§ **Необходимые действия**
1. Соответствуют ли тексту о поездке генерала Хейнрикса в Германию утверждения (a) «Хейнрикс имел полномочия вести переговоры», (b) «германские войска в Рованиеми должны были быть готовы к операции „Зильберфукс“ к 10 июня» и (c) «Хейнрикс согласился на наступление на Ленинград»? На каждое ответьте «да» или «нет» и точно процитируйте решающие слова текста.
2. Напишите продолжение текста о поездке генерала Хейнрикса в Германию, начиная сразу после его последнего предложения.

§ **Фрагмент текста**
--*--
Генерал Хейнрикс снова поехал в Германию; он не был наделен полномочиями вести переговоры и должен был отстаивать точку зрения Рюти, согласно которой его страна хотела остаться в стороне от конфликта между великими державами. Речь шла именно о нейтралитете! Но Хейнриксу тут же разъяснили, чего ждут от армии маршала Маннергейма.
В общем плане Германия желала, чтобы Финляндия удерживала Красную армию на своих границах. Но ей предполагалось поручить и две особые миссии:
– наступление на Ленинград, заранее скоординированное с германским наступлением вдоль балтийского побережья;
– поддержка действий против Мурманска и карельской железной дороги, названные соответственно «Реннтьер» («Олень») и «Зильберфукс» («Чернобурая лисица»). Для «Зильберфукса» германские войска в Рованиеми будут готовы к 10 июня. Для данных операций и был недавно сделан запрос об улучшении дорог в Лапландии.
Хейнрикс был уклончив; он рассуждал о возможном сотрудничестве в Лапландии и наступлении исключительно с целью возвращения утраченных в 1940 году территорий; но не могло быть и речи о наступлении на Ленинград. В общем, ничего конкретного.
--*--
§ **Сохранённые данные**

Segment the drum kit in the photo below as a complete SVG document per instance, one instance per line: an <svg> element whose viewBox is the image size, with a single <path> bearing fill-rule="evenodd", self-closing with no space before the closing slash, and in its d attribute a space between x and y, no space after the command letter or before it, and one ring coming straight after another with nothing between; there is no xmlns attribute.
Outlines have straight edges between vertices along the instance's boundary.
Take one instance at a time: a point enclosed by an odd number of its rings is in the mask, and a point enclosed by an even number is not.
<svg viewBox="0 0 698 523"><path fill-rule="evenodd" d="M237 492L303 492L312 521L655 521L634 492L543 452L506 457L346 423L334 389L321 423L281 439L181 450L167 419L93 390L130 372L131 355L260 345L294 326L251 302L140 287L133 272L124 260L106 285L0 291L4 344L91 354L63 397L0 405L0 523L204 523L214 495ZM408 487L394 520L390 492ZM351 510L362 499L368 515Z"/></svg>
--*--
§ **Результаты**
1.
(a) Нет: «он не был наделен полномочиями вести переговоры».
(b) Да: «Для «Зильберфукса» германские войска в Рованиеми будут готовы к 10 июня».
(c) Нет: «но не могло быть и речи о наступлении на Ленинград».

2.
Тем не менее в июне в Финляндию прибыла германская миссия с целью уточнить детали совместных действий и обговорить вопросы командования. Германия хочет удержать за собой руководство операциями на Крайнем Севере, связанные с защитой норвежского Финнмарка. Генерал фон Фалькенхорст отдавал предпочтение этой защите после британского рейда на Лофотенские острова и хотел быть свободным в своих решениях. Финляндия дала согласие.
Трудно решаемым был вопрос о финской мобилизации, потому что Маннергейм не хотел проводить ее, не будучи уверен в том, что война начнется; у него оставались сомнения: а вдруг в последний момент Советы и нацисты договорятся; и как тогда выбираться из создавшейся ситуации?
И вот Финляндия оказалась прижатой к стене. Маршал смотрел на происходящее хладнокровно, как обычно. Его страна была связана с Германией конвенцией о транзите, конечно опасной для нейтралитета. Денонсация ее была равносильна молчаливому сговору с Советами, о чем не могло быть и речи, и конфликту с рейхом, обладавшим эффективными инструментами давления; например, он имел возможность перерезать Петсамскую дорогу и обречь страну на голод, не говоря уже о том, что мог обойтись с ней так же, как с Югославией[41]. В связи с этим маршал вспомнил фразу, произнесенную Сталиным в 1939 году: «Я понимаю, что вы хотели бы остаться нейтральными, но уверяю вас, что это невозможно. Великие державы вам этого не позволят».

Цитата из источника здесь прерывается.